Items listed in a dataset »
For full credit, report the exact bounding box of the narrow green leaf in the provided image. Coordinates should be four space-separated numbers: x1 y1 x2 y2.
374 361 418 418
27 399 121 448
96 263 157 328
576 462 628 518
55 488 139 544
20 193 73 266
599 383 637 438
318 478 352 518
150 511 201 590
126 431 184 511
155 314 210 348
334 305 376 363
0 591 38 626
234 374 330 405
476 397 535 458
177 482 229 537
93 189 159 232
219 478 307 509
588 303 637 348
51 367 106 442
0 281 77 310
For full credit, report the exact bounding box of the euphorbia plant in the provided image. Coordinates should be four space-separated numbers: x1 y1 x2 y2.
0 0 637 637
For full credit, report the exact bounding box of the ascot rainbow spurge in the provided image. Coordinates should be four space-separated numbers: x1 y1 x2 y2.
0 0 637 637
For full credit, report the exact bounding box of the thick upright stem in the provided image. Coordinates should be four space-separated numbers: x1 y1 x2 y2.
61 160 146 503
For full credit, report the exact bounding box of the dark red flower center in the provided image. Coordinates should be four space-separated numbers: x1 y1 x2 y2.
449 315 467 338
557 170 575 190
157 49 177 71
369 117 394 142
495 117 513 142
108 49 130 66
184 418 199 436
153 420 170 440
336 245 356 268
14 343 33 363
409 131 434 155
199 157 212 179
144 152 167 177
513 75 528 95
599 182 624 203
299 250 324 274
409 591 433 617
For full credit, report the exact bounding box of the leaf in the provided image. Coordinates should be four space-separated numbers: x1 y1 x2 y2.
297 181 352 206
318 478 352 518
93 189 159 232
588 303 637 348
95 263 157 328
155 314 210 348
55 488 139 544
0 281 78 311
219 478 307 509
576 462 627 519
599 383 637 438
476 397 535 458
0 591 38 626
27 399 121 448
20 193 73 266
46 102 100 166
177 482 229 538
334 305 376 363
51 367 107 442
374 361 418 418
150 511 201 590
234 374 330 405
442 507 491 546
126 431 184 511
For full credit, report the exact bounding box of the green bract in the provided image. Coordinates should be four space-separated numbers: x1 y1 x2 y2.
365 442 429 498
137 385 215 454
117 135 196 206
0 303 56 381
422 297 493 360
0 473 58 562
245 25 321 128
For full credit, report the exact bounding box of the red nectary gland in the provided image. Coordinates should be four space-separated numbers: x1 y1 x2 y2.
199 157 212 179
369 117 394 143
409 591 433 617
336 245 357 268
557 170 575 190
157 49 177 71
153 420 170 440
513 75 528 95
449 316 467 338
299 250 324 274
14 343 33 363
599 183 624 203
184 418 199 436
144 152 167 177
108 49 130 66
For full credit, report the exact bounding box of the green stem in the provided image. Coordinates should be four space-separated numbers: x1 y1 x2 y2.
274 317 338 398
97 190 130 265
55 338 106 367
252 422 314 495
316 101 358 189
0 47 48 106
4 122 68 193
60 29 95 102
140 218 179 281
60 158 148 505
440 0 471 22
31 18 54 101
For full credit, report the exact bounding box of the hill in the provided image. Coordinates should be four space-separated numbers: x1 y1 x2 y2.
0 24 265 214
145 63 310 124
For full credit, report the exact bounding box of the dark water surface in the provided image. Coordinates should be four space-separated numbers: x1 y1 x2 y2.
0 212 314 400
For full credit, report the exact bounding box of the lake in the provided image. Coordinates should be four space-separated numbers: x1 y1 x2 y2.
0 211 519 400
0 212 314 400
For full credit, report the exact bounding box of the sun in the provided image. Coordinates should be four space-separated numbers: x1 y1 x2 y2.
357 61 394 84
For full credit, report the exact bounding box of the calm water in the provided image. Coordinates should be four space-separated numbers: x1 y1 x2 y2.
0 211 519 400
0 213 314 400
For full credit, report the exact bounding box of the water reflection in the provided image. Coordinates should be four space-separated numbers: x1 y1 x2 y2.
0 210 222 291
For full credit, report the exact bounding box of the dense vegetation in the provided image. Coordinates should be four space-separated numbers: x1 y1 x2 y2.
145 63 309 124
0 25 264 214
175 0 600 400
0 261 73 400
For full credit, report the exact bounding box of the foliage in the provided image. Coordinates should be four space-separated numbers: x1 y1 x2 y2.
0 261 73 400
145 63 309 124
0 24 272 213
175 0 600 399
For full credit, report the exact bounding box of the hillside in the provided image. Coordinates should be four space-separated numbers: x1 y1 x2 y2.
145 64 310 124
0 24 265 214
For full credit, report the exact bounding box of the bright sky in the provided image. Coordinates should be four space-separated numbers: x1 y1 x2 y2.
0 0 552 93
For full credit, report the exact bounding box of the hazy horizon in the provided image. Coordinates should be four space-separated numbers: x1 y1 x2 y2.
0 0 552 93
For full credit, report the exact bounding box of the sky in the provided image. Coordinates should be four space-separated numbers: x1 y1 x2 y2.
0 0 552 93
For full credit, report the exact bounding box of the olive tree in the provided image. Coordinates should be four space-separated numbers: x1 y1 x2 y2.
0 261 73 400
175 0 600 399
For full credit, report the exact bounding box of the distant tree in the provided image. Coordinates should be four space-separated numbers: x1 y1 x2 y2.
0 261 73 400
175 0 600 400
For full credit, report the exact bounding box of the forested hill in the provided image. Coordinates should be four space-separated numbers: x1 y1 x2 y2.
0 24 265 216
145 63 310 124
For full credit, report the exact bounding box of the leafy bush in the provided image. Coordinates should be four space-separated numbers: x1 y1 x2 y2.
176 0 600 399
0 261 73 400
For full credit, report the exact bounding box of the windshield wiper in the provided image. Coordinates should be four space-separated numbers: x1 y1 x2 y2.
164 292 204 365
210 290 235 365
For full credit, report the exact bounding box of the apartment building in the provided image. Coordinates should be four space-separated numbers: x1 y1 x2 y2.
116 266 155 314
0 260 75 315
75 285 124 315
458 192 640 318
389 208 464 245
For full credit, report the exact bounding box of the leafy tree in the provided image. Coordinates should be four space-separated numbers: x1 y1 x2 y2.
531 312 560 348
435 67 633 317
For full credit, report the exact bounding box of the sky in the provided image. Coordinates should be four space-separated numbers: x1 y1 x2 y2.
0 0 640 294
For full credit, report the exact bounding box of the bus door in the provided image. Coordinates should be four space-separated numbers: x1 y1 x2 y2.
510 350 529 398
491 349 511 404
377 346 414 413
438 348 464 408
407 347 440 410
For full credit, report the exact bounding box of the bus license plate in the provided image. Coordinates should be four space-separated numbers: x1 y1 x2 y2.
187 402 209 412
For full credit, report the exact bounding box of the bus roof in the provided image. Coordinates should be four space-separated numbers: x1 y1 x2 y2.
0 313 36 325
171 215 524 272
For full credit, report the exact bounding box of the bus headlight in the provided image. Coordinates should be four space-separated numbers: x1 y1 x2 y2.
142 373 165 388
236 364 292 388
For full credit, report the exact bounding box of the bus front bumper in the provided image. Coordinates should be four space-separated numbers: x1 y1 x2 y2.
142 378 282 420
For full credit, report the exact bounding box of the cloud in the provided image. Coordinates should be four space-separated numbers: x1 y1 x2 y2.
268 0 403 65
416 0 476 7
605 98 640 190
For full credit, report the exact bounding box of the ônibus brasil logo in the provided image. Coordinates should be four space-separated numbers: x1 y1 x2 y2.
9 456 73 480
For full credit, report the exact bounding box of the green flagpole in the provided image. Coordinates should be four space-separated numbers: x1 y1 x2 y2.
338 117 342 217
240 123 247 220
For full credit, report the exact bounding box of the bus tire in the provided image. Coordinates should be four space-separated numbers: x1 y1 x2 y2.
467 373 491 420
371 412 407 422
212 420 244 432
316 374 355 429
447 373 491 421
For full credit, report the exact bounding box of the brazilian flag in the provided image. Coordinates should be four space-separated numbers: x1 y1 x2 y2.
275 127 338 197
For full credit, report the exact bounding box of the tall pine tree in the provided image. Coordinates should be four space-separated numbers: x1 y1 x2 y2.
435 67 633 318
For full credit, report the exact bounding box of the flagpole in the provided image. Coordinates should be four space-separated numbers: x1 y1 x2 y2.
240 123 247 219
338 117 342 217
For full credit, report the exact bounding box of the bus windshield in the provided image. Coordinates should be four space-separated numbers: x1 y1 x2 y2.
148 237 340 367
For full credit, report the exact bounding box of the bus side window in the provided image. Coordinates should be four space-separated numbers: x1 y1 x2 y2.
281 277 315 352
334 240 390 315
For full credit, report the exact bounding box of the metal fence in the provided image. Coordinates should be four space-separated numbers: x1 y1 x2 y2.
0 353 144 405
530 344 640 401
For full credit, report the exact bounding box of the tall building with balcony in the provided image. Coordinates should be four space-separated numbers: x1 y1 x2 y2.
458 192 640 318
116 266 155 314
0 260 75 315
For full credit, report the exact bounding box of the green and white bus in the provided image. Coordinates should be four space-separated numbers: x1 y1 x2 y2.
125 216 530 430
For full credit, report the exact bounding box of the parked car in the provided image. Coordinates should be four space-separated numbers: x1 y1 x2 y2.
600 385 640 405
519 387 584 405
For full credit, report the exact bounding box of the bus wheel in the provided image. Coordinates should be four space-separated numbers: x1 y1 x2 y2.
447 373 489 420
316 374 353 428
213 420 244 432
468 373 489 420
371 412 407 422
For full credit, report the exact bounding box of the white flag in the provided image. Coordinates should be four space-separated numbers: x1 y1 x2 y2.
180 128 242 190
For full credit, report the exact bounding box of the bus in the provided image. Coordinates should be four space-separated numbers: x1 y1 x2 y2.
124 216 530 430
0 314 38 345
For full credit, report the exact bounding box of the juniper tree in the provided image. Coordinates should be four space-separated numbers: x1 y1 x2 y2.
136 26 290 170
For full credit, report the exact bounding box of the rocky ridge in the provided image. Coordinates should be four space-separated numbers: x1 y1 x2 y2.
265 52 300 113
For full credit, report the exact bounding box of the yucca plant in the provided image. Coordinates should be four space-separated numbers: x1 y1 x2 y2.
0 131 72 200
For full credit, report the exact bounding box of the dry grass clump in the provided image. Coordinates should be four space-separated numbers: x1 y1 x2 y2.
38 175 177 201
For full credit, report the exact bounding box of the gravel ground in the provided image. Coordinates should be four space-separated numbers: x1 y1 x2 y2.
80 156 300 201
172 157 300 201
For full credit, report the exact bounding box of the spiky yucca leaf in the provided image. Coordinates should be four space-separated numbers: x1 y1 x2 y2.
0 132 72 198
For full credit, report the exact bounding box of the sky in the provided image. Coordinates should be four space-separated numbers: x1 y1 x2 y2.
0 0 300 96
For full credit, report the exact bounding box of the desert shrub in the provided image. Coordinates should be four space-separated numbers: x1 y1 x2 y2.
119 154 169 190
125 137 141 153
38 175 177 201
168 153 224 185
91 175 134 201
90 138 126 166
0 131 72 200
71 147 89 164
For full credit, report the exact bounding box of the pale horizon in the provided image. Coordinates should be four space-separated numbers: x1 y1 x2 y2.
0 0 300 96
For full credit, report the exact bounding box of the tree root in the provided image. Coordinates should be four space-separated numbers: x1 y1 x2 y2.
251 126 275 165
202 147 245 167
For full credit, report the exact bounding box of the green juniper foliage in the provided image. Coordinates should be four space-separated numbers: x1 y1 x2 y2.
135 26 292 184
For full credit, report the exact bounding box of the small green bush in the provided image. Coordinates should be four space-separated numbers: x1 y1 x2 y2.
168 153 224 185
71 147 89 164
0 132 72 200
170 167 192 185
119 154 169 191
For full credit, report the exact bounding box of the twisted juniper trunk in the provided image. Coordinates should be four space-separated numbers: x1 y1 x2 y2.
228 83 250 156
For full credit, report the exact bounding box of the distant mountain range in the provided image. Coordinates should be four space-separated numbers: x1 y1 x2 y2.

Set problem »
Update the data starting at the line that contains "For full credit, report the exact bounding box of the cloud" and ending at the line that contains "447 373 491 421" by changing "bus tire" to "bus wheel". Keep everything else the same.

Answer to the problem »
For full credit, report the exact bounding box of the cloud in the provided image. Coordinates should be four space-separated numbers: x1 y1 x2 y2.
268 0 403 65
416 0 476 7
605 98 640 190
For full credit, report the exact bounding box of the ônibus brasil logo in the provided image. Coordinates should be four space-separated numbers: x1 y1 x2 y2.
9 456 73 480
For full credit, report the exact bounding box of the green flagpole in the provided image. Coordinates should be four space-separated numbers: x1 y1 x2 y2.
338 117 342 217
240 123 247 220
For full credit, report the exact bounding box of the bus wheel in the provided image. Coordinates should be four space-separated numbers: x1 y1 x2 y2.
467 373 491 420
371 412 407 422
212 420 244 432
316 374 355 429
447 373 491 421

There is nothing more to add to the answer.